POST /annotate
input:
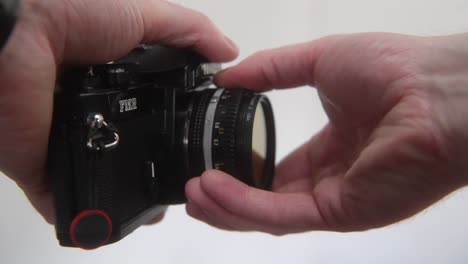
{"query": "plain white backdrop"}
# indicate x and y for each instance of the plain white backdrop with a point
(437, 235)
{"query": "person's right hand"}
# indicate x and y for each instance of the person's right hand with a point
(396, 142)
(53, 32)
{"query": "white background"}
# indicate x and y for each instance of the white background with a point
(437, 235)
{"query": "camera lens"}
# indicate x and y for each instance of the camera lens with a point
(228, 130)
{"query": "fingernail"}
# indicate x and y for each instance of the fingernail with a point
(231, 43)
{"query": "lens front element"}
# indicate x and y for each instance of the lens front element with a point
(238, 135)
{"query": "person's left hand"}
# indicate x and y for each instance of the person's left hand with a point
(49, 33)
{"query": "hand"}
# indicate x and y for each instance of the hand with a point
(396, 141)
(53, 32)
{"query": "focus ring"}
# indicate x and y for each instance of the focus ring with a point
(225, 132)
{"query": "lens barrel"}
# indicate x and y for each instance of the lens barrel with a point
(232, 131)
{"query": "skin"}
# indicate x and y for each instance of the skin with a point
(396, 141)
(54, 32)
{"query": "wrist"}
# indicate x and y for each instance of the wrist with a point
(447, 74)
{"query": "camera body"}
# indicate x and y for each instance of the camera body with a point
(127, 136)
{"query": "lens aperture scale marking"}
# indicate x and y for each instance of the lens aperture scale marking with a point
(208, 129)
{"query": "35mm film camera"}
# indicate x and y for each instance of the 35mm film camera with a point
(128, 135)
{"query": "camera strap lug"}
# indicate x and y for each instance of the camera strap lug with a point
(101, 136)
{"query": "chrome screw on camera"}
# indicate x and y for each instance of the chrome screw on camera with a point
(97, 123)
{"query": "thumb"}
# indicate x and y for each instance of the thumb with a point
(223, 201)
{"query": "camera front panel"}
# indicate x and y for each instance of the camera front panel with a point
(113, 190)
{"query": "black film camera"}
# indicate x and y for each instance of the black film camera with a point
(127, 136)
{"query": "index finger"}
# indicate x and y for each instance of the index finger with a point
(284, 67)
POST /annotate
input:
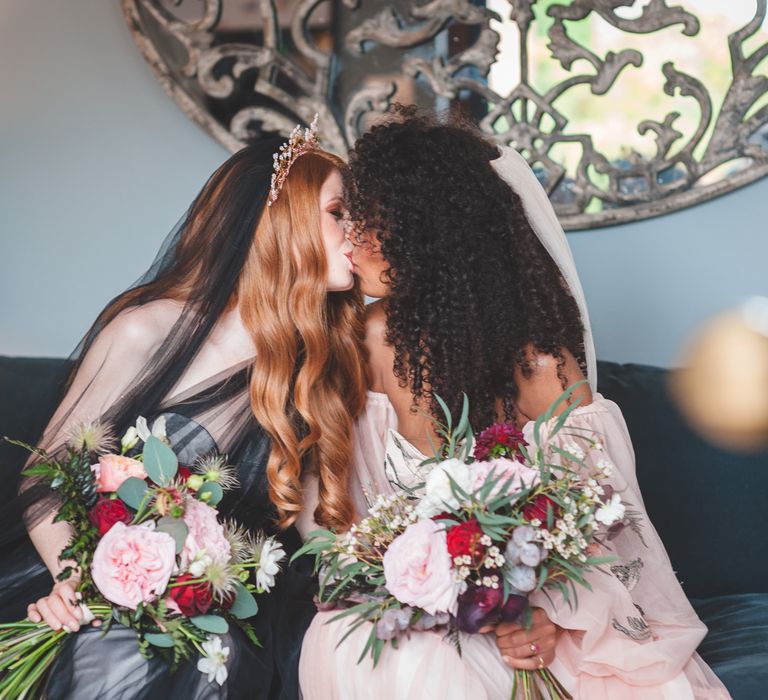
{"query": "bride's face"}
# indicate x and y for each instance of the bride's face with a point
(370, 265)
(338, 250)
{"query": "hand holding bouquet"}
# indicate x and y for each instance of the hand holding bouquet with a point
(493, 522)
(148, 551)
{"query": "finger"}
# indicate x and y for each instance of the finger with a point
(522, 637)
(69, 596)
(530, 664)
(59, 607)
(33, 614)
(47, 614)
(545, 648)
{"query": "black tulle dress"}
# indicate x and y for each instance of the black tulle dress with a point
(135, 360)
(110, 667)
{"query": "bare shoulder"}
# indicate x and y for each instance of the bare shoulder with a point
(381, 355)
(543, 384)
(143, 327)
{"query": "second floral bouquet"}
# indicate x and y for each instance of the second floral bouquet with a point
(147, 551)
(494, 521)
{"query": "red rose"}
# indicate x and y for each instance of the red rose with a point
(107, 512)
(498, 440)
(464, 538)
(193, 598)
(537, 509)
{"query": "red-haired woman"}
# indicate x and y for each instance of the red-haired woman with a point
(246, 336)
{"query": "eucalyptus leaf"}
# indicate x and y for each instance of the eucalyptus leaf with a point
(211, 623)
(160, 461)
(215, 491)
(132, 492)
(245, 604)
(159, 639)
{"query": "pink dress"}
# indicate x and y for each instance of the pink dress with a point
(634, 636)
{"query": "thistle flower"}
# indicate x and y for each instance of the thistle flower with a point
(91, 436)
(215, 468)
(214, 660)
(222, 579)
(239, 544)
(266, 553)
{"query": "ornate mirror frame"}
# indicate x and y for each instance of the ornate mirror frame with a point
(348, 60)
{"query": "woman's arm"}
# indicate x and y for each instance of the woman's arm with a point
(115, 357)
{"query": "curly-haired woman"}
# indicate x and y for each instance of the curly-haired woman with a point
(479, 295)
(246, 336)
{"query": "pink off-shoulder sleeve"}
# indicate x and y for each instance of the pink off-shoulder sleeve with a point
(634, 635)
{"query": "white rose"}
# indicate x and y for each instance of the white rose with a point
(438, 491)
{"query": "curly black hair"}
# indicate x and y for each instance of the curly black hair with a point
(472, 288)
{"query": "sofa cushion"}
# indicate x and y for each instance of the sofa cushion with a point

+++

**How to complete this task:** Only lines with the word "sofa" are needed. Copy them from the preceding records.

**Exercise response:**
{"query": "sofa cushion"}
# indicate x and y for each instance of the sofa cushion with a point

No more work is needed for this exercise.